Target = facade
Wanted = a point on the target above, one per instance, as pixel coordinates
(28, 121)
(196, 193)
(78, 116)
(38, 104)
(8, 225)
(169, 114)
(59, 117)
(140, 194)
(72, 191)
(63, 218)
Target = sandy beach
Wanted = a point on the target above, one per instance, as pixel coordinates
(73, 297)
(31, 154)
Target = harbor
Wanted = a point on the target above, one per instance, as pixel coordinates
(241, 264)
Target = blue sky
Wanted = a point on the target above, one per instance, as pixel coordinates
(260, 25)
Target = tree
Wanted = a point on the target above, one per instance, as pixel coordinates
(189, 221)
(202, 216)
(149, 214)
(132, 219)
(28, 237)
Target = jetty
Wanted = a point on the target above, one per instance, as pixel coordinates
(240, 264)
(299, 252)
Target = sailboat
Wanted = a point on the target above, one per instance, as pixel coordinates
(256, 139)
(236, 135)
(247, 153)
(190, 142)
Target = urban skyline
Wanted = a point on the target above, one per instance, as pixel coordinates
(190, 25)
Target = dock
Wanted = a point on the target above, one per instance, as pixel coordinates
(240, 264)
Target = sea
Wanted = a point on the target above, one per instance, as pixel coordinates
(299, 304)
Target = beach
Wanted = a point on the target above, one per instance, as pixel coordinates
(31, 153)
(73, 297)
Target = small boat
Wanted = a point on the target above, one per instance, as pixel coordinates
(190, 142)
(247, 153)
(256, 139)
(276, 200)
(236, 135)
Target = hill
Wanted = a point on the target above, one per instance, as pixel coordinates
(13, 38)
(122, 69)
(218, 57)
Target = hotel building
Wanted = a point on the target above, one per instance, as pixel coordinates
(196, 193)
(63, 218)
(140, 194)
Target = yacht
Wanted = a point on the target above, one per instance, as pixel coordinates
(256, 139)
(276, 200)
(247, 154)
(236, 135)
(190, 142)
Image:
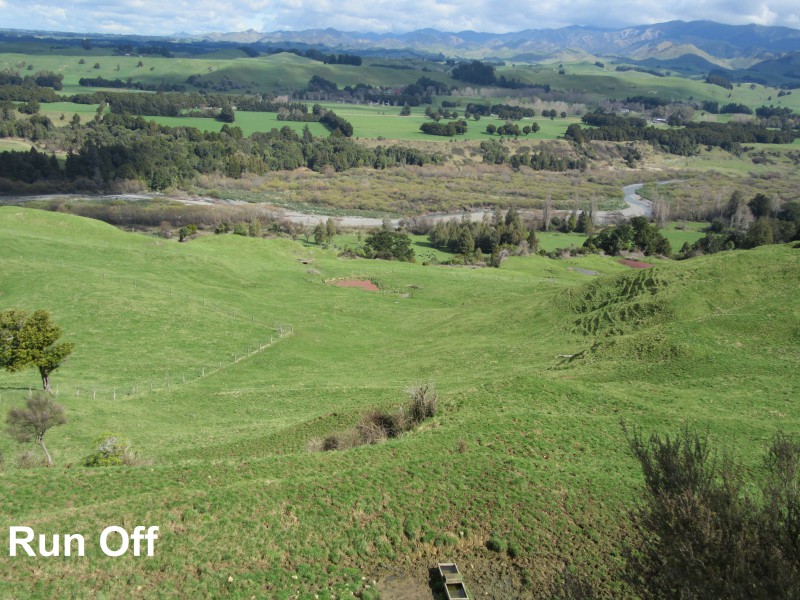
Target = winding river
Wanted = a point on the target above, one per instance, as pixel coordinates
(637, 206)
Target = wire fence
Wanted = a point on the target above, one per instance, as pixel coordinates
(279, 332)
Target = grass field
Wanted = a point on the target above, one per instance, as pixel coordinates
(525, 451)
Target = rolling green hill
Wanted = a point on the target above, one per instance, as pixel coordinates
(522, 470)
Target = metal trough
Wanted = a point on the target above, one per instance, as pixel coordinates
(453, 582)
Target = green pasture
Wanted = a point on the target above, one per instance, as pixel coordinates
(277, 73)
(178, 347)
(608, 83)
(16, 145)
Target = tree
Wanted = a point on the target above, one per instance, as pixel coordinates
(389, 245)
(32, 422)
(760, 206)
(330, 228)
(320, 234)
(226, 113)
(30, 340)
(706, 534)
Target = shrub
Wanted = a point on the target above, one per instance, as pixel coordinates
(496, 544)
(28, 459)
(110, 449)
(423, 403)
(377, 426)
(703, 535)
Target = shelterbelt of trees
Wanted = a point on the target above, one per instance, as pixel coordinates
(126, 147)
(683, 141)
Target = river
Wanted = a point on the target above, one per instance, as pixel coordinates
(637, 206)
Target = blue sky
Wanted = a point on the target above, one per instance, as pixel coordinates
(151, 17)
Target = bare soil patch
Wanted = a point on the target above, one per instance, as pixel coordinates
(634, 264)
(364, 284)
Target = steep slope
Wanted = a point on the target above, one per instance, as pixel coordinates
(522, 471)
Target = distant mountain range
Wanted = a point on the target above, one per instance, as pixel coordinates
(727, 45)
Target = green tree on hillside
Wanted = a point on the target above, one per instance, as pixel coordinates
(28, 340)
(32, 422)
(389, 245)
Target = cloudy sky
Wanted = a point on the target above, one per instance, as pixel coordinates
(159, 17)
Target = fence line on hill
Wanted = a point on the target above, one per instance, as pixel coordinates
(282, 331)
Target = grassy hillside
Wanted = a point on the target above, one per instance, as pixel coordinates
(522, 470)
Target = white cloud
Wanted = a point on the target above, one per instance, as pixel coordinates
(380, 16)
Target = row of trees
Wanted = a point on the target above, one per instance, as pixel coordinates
(496, 153)
(445, 129)
(748, 224)
(124, 147)
(638, 234)
(489, 236)
(683, 141)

◆ EXERCISE PROMPT
Copy exactly the lines above, from the one containing "Target = shrub" through the very last line.

◆ EXERCISE RESULT
Target = shrub
Wanted = a point on the target above, one per instance, as pixel coordinates
(496, 544)
(28, 459)
(110, 449)
(423, 403)
(377, 426)
(703, 535)
Target = shelterbelt of trees
Wanted = a point on the target above, one per instance, as pixel coordinates
(126, 147)
(683, 141)
Target = river
Wanted = a point on the target above, one per instance, as pixel coordinates
(637, 206)
Target = blue sky
Wanted = a point on the target above, one per instance, as pixel coordinates
(151, 17)
Target = bare soil patch
Wanted = a point on the target above, one per instance, as pixel coordinates
(634, 264)
(364, 284)
Target = steep slope
Wanted = a point on the target above, one per instance, as pixel coordinates
(522, 471)
Target = distant mountain range
Wanted = a point on the target above, one per instance, as pixel coordinates
(727, 45)
Target = green tree on hillside
Wanted = a point on the target above, one per instance, as pixel coordinates
(28, 340)
(32, 422)
(389, 245)
Target = cloudy sky
Wanted = a point on the target above, one per instance, as pixel coordinates
(159, 17)
Target = fence line on hill
Wanted = a point on the target above, one per instance, as pixel coordinates
(282, 331)
Target = grassy hillside
Wanted = a point on the target above, one per instance, as pixel coordinates
(522, 470)
Target = white cloud
Wanted = a point on the target above, one per instance, as pixel coordinates
(380, 16)
Target = row of trees
Wanted = a point on the target above, one per instance, as pixel coordinates
(496, 153)
(445, 129)
(748, 224)
(124, 147)
(638, 234)
(489, 236)
(683, 141)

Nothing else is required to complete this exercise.